Express the material below as a JSON list of strings, one string per line and no blank lines. Include only the lines from the one containing "If you could tag the girl's hand" through the end of the material.

------------------------------------------------------------

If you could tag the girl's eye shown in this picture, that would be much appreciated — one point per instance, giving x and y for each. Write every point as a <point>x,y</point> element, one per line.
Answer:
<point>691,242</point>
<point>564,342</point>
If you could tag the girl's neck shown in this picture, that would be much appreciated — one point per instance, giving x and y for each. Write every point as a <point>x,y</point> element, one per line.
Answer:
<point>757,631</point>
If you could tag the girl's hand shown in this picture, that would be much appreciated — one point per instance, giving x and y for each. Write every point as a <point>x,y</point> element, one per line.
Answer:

------------------------------------------------------------

Response:
[
  "If you could tag the girl's hand shown in this picture, that would be much appreciated — one point per instance, giving x and y for each. Write every point as a <point>x,y</point> element, one per line.",
  "Answer:"
]